● Exercise goal
Of the records that follow, copy only the lines from the line containing "For each instance of the white cap, set" to the line containing "Target: white teeth", both included, exactly as written.

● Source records
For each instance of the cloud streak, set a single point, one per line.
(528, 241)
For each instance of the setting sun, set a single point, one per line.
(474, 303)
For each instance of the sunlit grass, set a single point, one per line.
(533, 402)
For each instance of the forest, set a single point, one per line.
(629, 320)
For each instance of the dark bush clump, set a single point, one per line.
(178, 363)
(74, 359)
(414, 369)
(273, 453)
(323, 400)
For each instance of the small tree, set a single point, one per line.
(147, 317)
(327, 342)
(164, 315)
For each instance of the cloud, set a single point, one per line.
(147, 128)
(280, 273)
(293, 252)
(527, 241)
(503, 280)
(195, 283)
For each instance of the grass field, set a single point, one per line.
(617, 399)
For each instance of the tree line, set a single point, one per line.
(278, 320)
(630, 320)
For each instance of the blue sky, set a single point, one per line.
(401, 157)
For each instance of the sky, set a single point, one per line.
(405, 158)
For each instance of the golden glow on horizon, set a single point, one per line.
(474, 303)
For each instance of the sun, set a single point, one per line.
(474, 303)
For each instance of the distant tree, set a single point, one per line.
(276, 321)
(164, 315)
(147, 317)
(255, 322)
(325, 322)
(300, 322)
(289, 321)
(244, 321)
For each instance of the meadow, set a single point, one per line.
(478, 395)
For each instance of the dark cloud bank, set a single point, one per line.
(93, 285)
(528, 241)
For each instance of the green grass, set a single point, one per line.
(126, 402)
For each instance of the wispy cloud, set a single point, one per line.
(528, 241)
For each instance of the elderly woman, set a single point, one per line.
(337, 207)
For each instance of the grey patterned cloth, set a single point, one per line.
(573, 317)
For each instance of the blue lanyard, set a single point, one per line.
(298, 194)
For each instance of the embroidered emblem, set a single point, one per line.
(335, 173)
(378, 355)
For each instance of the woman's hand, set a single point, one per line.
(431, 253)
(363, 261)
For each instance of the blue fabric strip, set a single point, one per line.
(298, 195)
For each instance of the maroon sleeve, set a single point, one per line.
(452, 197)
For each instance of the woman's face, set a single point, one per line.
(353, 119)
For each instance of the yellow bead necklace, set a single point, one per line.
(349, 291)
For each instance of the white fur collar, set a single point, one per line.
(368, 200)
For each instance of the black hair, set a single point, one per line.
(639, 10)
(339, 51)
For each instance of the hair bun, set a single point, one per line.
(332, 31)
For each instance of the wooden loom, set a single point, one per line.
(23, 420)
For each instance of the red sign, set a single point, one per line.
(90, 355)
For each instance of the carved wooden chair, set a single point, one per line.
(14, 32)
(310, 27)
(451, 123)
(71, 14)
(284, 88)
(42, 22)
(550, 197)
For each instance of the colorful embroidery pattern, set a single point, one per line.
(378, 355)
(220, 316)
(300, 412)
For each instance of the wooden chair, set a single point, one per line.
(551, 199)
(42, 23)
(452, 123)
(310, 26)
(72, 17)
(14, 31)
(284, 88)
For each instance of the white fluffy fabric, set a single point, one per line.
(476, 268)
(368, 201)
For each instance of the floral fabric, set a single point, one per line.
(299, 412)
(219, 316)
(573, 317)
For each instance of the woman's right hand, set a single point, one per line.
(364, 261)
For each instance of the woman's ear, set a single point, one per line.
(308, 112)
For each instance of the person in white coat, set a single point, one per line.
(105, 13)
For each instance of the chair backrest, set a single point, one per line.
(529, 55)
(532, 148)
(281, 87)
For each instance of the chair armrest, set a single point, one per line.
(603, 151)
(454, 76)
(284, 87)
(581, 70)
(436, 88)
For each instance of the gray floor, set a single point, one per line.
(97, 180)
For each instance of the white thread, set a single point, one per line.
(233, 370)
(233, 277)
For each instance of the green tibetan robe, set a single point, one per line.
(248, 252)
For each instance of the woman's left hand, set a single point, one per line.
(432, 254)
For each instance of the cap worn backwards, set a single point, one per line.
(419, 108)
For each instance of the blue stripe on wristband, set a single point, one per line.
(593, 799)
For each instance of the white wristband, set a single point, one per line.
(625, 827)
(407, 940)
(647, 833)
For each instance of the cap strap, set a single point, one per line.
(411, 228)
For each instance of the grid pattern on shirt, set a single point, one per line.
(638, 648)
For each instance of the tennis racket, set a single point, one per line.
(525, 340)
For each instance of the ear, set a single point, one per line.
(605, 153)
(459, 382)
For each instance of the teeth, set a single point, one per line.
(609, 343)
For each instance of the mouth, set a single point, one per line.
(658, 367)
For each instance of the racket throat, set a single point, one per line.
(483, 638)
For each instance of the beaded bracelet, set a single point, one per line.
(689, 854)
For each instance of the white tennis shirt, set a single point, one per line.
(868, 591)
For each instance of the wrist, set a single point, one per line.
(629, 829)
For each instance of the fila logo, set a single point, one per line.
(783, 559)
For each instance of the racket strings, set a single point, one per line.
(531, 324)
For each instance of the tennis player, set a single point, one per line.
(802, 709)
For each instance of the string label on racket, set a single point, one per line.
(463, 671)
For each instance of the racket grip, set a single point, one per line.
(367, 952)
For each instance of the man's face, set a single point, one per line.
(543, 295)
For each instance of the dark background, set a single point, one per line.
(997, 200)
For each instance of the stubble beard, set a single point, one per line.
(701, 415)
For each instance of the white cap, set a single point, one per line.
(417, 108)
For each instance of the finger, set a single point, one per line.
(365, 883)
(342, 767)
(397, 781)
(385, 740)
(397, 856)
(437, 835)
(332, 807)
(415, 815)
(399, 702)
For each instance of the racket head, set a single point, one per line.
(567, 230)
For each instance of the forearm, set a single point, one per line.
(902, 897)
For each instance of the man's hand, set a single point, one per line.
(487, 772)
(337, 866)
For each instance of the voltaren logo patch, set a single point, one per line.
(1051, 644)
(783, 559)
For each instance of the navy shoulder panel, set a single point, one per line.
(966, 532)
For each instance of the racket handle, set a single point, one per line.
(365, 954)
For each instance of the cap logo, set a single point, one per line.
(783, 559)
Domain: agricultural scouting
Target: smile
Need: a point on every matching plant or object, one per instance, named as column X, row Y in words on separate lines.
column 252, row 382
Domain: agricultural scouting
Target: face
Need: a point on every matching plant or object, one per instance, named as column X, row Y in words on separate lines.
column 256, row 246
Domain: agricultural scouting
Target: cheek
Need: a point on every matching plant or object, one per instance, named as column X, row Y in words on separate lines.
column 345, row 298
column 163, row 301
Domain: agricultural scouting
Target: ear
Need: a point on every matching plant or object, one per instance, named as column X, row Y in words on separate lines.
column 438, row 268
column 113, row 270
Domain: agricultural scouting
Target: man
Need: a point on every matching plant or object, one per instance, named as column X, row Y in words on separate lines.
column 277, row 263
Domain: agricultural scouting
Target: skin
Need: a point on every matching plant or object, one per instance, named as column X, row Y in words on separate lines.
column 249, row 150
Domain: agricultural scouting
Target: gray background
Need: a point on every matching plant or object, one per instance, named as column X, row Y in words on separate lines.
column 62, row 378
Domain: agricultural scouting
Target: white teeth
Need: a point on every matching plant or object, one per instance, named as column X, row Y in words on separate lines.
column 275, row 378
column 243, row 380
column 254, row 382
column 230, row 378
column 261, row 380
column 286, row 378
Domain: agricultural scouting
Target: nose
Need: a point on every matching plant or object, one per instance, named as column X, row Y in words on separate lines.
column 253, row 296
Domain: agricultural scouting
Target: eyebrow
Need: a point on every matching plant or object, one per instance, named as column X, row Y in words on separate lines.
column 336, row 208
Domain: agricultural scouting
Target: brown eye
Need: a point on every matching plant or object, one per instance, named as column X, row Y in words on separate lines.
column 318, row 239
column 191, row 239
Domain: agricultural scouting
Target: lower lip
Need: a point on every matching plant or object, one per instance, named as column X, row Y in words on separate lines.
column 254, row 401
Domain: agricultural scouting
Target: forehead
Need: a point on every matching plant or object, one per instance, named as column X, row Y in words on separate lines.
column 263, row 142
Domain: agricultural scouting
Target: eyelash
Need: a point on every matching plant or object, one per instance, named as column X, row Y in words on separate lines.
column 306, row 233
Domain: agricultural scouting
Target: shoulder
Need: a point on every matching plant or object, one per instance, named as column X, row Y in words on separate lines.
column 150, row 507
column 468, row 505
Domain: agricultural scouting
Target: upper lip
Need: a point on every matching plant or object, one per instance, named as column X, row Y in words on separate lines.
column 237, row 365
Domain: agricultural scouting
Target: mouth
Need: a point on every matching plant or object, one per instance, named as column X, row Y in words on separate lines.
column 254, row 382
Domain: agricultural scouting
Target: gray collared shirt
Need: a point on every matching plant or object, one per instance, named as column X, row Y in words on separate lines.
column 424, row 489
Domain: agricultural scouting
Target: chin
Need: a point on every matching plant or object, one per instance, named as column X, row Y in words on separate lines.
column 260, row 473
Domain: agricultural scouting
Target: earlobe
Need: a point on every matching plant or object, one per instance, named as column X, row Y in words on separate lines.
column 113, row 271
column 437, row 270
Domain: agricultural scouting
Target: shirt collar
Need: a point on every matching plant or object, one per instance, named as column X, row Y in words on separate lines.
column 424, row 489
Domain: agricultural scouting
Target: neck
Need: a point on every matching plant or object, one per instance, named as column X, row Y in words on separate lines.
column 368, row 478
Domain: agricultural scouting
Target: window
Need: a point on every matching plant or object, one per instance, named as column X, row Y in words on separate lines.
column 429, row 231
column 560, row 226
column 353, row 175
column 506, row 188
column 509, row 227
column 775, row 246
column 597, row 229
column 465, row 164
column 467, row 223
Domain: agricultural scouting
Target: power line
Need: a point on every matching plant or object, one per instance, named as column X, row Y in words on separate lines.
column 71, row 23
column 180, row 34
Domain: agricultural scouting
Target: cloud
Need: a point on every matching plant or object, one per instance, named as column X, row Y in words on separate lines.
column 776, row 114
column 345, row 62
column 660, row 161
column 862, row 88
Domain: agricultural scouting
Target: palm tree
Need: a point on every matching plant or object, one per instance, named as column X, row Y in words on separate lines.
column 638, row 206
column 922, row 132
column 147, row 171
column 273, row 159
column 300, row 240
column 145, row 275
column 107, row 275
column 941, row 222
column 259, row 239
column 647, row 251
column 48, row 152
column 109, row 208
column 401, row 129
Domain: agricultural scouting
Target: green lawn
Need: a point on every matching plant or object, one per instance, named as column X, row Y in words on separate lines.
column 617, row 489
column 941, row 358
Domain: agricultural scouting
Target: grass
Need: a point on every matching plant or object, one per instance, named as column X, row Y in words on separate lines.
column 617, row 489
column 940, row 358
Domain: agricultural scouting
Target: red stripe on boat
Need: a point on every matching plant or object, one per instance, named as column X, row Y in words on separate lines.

● Final answer
For each instance of the white cap, set a single point, one per line.
(417, 108)
For each instance of the finger, set a single point, one per line.
(365, 883)
(342, 767)
(397, 781)
(385, 740)
(397, 856)
(437, 835)
(332, 807)
(415, 815)
(399, 702)
For each instance of the racket head, set a single point, one per line.
(567, 230)
For each instance of the forearm, set a single point, one per line.
(902, 897)
For each instance of the man's hand, set a single point, one per line.
(487, 772)
(337, 866)
For each instance of the voltaren logo patch, set a single point, one per line.
(1051, 644)
(783, 559)
For each instance of the navy shoulder panel, set a single point, one per line.
(966, 532)
For each instance of the racket handle, set a single point, one per line.
(365, 954)
For each instance of the cap logo, set a single point, one per line.
(783, 559)
Domain: agricultural scouting
Target: smile
Need: a point on every matching plant or object, one per instance, named as column X, row Y in words on separate lines.
column 252, row 382
Domain: agricultural scouting
Target: face
Need: a point on every matching plant or object, one per instance, named as column X, row Y in words on separate lines.
column 256, row 246
Domain: agricultural scouting
Target: cheek
Need: a point on every matching plant or object, one per instance, named as column X, row Y in words on separate lines.
column 345, row 298
column 163, row 301
Domain: agricultural scouting
Target: ear
Need: a point on every matching plant or object, one per instance, named as column X, row Y in words on separate lines.
column 438, row 268
column 113, row 270
Domain: agricultural scouting
Target: man
Need: a point on every matching plant or object, one per instance, named as column X, row Y in words on separate lines.
column 277, row 263
Domain: agricultural scouting
Target: skin
Need: a point on every matching plant or object, one per instance, named as column X, row Y in words on separate lines.
column 249, row 150
Domain: agricultural scouting
Target: gray background
Need: a point on every matching plant or object, one per instance, named as column X, row Y in words on separate lines.
column 62, row 378
Domain: agricultural scouting
Target: white teeth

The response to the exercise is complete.